**Your task:** Would you copy every line of the listing below that includes the word "window"?

**Excerpted data:**

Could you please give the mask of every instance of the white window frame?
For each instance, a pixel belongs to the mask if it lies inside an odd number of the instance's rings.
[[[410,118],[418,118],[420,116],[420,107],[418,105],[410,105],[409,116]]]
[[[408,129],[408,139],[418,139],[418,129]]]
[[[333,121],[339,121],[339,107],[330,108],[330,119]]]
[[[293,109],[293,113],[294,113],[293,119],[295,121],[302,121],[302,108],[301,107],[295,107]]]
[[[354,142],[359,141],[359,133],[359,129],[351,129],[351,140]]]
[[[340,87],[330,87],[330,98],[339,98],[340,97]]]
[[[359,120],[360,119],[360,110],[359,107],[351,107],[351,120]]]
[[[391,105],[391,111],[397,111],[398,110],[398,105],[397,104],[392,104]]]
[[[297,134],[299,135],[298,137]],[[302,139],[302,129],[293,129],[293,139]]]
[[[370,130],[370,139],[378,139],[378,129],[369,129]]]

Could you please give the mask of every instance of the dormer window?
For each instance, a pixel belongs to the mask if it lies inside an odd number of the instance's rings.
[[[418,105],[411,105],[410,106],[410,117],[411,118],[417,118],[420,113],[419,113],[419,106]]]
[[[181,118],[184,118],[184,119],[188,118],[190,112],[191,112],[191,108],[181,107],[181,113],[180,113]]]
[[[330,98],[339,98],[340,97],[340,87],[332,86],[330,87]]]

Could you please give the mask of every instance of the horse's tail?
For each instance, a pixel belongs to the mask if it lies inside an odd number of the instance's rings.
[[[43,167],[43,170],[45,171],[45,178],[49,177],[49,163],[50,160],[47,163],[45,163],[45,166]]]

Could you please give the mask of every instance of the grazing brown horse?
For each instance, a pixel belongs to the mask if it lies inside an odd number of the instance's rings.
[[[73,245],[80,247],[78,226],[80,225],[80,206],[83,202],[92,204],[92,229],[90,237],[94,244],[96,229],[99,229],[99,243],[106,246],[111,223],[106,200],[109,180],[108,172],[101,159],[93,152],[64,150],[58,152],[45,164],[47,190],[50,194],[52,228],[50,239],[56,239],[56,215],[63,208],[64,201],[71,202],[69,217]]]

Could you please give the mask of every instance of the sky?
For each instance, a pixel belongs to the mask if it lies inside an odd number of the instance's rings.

==

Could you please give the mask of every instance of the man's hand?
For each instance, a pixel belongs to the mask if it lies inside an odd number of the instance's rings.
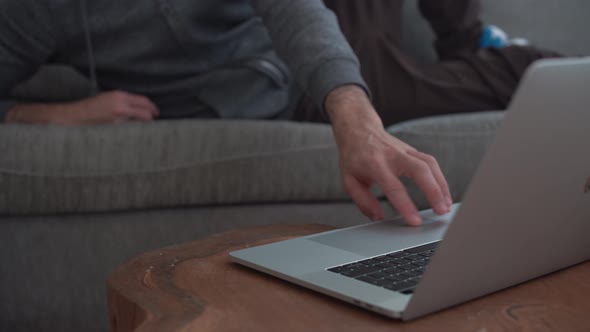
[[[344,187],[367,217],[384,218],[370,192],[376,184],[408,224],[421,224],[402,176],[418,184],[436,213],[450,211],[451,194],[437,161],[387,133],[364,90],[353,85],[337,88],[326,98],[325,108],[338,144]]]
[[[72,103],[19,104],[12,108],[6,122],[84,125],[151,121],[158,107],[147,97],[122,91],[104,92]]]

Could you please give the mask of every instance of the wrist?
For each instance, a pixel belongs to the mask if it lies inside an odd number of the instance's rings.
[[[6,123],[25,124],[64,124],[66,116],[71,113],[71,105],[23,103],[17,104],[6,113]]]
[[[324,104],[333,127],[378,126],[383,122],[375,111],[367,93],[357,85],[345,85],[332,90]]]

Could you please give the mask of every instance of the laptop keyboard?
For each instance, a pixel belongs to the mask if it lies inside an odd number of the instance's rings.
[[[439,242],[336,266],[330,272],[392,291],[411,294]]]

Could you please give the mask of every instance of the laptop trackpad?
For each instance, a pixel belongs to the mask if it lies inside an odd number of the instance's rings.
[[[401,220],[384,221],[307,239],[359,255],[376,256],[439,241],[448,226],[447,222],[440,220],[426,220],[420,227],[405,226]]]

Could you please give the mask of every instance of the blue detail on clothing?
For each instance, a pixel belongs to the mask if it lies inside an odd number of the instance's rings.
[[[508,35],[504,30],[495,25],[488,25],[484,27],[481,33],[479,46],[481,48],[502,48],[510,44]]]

--

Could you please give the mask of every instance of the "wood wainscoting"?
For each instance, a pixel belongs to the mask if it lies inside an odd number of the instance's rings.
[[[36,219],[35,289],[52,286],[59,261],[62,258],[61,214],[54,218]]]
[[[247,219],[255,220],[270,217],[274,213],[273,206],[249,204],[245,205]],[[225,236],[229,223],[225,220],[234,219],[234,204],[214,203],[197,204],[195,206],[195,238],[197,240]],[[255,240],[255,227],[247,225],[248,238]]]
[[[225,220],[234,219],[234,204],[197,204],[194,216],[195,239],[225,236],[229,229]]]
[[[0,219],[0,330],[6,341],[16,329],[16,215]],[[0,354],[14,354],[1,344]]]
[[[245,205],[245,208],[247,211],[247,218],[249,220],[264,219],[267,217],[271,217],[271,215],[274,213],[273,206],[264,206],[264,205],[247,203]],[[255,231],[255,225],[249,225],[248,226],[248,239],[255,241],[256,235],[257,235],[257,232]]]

**Written solution:**
Could you please give the mask of every instance of the white window frame?
Could you please give the mask of every instance of the dormer window?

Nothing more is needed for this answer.